---------- Extracted entries ----------

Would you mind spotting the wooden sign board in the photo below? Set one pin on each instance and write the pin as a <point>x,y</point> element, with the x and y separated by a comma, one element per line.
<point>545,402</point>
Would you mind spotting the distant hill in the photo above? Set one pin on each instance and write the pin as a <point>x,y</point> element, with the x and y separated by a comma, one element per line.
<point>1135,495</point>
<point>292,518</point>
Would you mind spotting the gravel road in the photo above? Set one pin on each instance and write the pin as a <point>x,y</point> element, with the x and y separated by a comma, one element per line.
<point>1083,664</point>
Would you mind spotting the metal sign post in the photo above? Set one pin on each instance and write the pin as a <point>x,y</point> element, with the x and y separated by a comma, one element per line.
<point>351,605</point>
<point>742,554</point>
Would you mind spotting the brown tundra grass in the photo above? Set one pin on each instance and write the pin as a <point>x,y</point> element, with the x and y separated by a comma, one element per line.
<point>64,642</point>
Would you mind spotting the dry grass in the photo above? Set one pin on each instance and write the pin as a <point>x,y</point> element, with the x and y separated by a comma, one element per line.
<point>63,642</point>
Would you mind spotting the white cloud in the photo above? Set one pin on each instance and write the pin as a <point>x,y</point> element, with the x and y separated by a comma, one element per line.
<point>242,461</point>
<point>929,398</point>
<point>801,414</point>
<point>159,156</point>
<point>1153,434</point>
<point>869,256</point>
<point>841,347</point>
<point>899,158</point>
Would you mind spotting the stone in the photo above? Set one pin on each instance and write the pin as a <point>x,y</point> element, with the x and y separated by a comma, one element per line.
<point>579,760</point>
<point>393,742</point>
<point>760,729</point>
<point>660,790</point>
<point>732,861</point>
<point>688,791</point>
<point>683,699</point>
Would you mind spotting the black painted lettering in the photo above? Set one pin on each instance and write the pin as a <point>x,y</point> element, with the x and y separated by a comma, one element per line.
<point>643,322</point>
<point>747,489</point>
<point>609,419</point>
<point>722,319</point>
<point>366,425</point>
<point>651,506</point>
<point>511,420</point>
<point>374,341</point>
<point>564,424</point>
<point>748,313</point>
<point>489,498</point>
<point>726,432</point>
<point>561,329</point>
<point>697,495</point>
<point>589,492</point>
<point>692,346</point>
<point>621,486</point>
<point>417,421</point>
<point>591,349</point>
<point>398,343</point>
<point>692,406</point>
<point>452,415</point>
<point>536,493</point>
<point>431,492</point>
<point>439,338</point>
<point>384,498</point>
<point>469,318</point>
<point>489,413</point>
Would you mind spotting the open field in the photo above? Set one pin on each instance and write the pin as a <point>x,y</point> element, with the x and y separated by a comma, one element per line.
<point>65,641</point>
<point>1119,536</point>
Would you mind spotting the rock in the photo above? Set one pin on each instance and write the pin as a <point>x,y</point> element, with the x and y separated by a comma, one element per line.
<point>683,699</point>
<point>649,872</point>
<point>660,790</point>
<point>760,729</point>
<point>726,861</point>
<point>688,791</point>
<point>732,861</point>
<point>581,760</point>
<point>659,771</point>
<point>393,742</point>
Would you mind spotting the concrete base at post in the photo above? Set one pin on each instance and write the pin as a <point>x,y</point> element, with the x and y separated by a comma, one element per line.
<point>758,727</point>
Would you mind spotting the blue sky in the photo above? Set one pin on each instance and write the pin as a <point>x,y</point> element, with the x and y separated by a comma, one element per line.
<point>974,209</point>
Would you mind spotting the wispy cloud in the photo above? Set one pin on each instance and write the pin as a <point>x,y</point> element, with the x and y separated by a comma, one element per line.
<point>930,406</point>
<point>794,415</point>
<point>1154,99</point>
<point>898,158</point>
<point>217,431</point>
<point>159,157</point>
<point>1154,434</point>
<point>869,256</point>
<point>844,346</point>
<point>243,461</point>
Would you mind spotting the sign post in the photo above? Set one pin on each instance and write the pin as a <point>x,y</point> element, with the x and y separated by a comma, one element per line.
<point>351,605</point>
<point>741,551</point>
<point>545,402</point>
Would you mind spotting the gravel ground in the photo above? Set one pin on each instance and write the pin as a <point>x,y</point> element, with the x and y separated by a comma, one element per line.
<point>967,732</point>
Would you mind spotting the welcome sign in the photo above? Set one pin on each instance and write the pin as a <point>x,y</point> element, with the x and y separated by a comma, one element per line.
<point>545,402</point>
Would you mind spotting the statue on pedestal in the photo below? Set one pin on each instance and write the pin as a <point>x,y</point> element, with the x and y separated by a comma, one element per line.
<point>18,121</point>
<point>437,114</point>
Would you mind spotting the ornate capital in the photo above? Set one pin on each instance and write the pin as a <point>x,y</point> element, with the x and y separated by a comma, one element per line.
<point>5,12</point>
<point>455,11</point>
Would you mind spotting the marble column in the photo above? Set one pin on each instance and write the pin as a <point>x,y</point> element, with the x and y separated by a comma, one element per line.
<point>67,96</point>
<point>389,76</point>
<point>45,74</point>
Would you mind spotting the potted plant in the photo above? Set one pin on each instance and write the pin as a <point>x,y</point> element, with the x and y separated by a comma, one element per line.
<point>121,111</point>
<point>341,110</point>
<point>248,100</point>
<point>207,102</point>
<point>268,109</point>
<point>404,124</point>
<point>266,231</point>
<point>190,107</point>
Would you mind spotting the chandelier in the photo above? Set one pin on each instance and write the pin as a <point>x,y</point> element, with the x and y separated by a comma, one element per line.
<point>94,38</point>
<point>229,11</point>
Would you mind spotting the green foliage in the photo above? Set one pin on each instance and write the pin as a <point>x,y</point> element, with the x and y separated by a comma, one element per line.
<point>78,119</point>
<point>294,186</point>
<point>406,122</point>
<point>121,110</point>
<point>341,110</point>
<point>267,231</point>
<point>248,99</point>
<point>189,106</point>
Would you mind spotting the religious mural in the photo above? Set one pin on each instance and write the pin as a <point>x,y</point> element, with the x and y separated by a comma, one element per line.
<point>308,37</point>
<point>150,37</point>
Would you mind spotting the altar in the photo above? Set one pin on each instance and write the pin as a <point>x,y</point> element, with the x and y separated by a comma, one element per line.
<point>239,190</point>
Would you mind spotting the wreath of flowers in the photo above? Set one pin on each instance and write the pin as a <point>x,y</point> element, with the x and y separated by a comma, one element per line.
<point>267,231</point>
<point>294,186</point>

----------

• **What is expected**
From the data above, output every line exactly.

• **Worked solution**
Would you mind spotting the wooden sign board in the photo below? Set one pin on each instance and write the pin as a <point>x,y</point> element, with the x and y separated by a comma, one element per line.
<point>545,402</point>
Would you mind spotting the distant hill in the photo above? Set one pin on each instance and write the pin as a <point>x,y</point> element, with the x and y separated by a comma, one element per line.
<point>1135,495</point>
<point>292,518</point>
Would you mind spotting the gravel road in the photo above? Set one pin on each instance and write the pin as a <point>x,y</point> element, with the x and y separated by a comma, one element per line.
<point>1083,664</point>
Would you mind spotting the metal sign post in the photo above? Set one pin on each instance and write the pin as a <point>x,y</point> element, with the x and y separated by a comma, one element per line.
<point>351,605</point>
<point>742,554</point>
Would you mind spotting the brown tundra grass in the photo above? Set one pin on each instance and write the pin as a <point>x,y</point> element, with the x and y separated by a comma, one element per line.
<point>64,642</point>
Would you mind spotting the dry grass in the photo above? Set one pin on each instance and write the pin as a <point>x,y</point> element, with the x and y separated by a comma, one element per line.
<point>63,642</point>
Would you mind spotting the white cloud in the photo above? Set one pin on each instance and write the pin as a <point>x,y</point> element, with the x and y separated by a comma, one element per line.
<point>242,461</point>
<point>929,398</point>
<point>801,414</point>
<point>159,156</point>
<point>1153,434</point>
<point>869,256</point>
<point>841,347</point>
<point>899,158</point>
Would you mind spotting the stone in the photo above? Set one pin on each instance and write the pin as a <point>x,y</point> element, with the x and y separated by a comma, one element per line.
<point>579,760</point>
<point>393,742</point>
<point>760,729</point>
<point>660,790</point>
<point>732,861</point>
<point>688,791</point>
<point>683,699</point>
Would you mind spotting the black painted lettering in the photo above? Set one pin on each instance and write the pin as a <point>x,y</point> element, with the x and y separated by a comma, one element per line.
<point>643,322</point>
<point>747,489</point>
<point>609,419</point>
<point>722,319</point>
<point>366,425</point>
<point>651,506</point>
<point>511,420</point>
<point>374,341</point>
<point>564,424</point>
<point>748,313</point>
<point>489,498</point>
<point>726,432</point>
<point>561,329</point>
<point>697,495</point>
<point>589,492</point>
<point>692,346</point>
<point>621,486</point>
<point>417,421</point>
<point>591,349</point>
<point>398,343</point>
<point>692,406</point>
<point>452,415</point>
<point>536,493</point>
<point>431,492</point>
<point>439,338</point>
<point>384,498</point>
<point>469,318</point>
<point>489,413</point>
Would you mind spotting the open field in the photo above? Set one pin on each instance and write the pin as a <point>x,y</point> element, with the x and y separated by a comma, one element per line.
<point>65,641</point>
<point>1119,536</point>
Would you mind spotting the rock in the photo above? Set one pin on each instance and write the pin as a <point>x,y</point> element, with the x and y separated by a comma, one element per line.
<point>683,699</point>
<point>649,872</point>
<point>660,790</point>
<point>760,729</point>
<point>726,861</point>
<point>688,791</point>
<point>732,861</point>
<point>581,760</point>
<point>659,771</point>
<point>393,742</point>
Would you mind spotting the concrete base at post in the photo above? Set one pin on each instance and write the pin as a <point>x,y</point> element, with the x and y separated by a comma, one element per line.
<point>758,727</point>
Would you mind spotting the blue sky in the photo above? Set one pin on each instance and write the pin as a <point>x,y</point> element, with the x and y separated by a comma, one element per line.
<point>974,209</point>
Would you mind spotting the wispy cloud in the photo above? Set one pin on each instance and write the pin as a <point>x,y</point> element, with the x and y separated by a comma, one element per line.
<point>930,406</point>
<point>794,415</point>
<point>1154,99</point>
<point>898,158</point>
<point>217,431</point>
<point>159,157</point>
<point>1154,434</point>
<point>869,256</point>
<point>844,346</point>
<point>243,461</point>
Would you mind spotting the sign post in the photo above? Set one pin on each instance and write the pin as a <point>x,y</point> element, with the x and y separated by a comma, one element per line.
<point>351,605</point>
<point>741,551</point>
<point>545,402</point>
Would you mind spotting the gravel ground in the photo above? Set one pin on each instance and write the pin as a <point>x,y</point> element, with the x and y separated by a comma, one element per line.
<point>967,732</point>
Would you mind spotting the welcome sign in the photo above? Set one pin on each instance and write the pin as a <point>x,y</point> element, with the x and y separated by a comma, one element per line.
<point>545,402</point>
Would you mind spotting the statue on pedestal in the photo below? Set one pin on each instance and write the pin as a <point>x,y</point> element, with the x and y separated by a comma, one element per line.
<point>18,121</point>
<point>437,114</point>
Would you mind spotting the ornate capital in the photo above? Set one pin on each instance and write the pin as a <point>x,y</point> element, with the x and y separated by a comma, one element per line.
<point>5,12</point>
<point>455,11</point>
Would you mind spotting the marble column in the photo above? Set one pin on each instance and write the pin as a <point>x,y</point> element, with the x and y separated by a comma, one element per line.
<point>67,96</point>
<point>389,76</point>
<point>45,74</point>
Would you mind spotting the potted plant in the photo above? Set one pin on each instance and write the pin as a <point>x,y</point> element, with the x and y separated by a comma, one element per line.
<point>121,111</point>
<point>341,110</point>
<point>248,100</point>
<point>207,102</point>
<point>268,109</point>
<point>404,124</point>
<point>266,231</point>
<point>190,107</point>
Would you mind spotting the chandelier in the photo above? Set one pin on each instance and write the pin as a <point>x,y</point> element, with the x and y separated by a comma, one element per line.
<point>94,38</point>
<point>229,11</point>
Would you mind spotting the green foliage in the photo above? Set one pin on each instance and write the pin as a <point>x,y</point> element, with the x and y separated by a comma, one element per line.
<point>78,119</point>
<point>294,186</point>
<point>406,122</point>
<point>121,110</point>
<point>341,110</point>
<point>267,231</point>
<point>248,99</point>
<point>189,106</point>
Would you mind spotting the religious mural in the photo above? Set one pin on each instance and write the pin as a <point>x,y</point> element, with the x and y separated by a comma, one element per line.
<point>308,37</point>
<point>150,37</point>
Would you mind spotting the altar in the photo above? Set one pin on each instance and write the pin as a <point>x,y</point> element, with the x and y separated by a comma, one element per line.
<point>239,190</point>
Would you mind spotting the wreath of flowers in the photo above? Set one pin on each instance and write the pin as a <point>x,y</point> element, with the x and y separated by a comma, one element per line.
<point>267,231</point>
<point>294,186</point>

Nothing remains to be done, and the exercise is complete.